• Task material
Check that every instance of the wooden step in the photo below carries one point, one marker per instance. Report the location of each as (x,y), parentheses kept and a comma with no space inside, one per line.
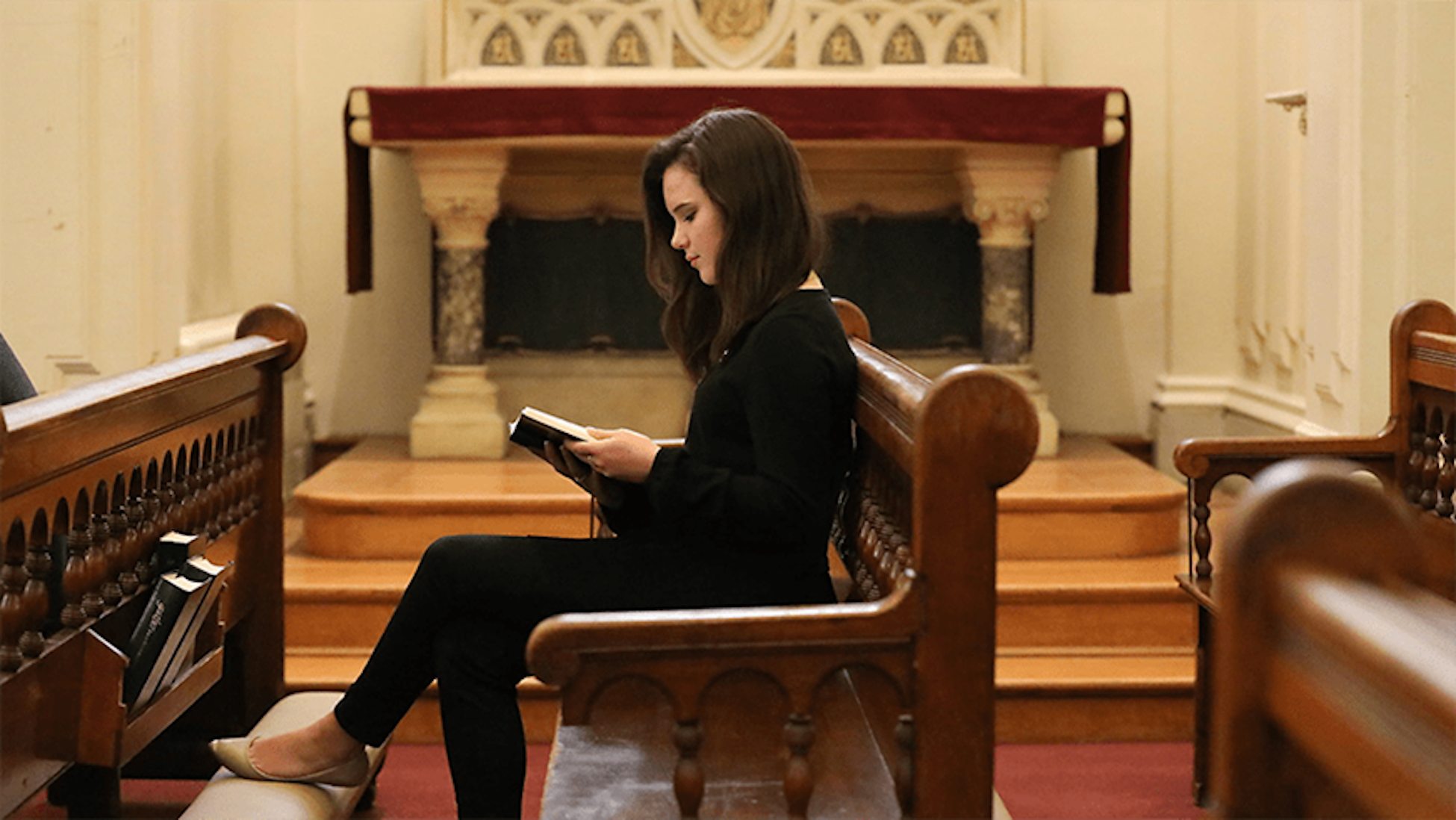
(375,501)
(1133,603)
(1095,640)
(1082,697)
(1092,500)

• Directions for this task
Can you format the records above as a Markdown table with two columns, Row and Line, giving each non-blank line its own numbered row and leaving out the pictures?

• Final result
| Row | Line |
|---|---|
| 1 | Check that every instance of the wooden step in the photo below carries one point, one marker per instance. Report the location of each as (x,y), parentheses kept and a comma with no space inside, one per line. |
| 2 | (375,501) |
| 3 | (1133,603) |
| 4 | (1095,640) |
| 5 | (1082,697) |
| 6 | (1092,500) |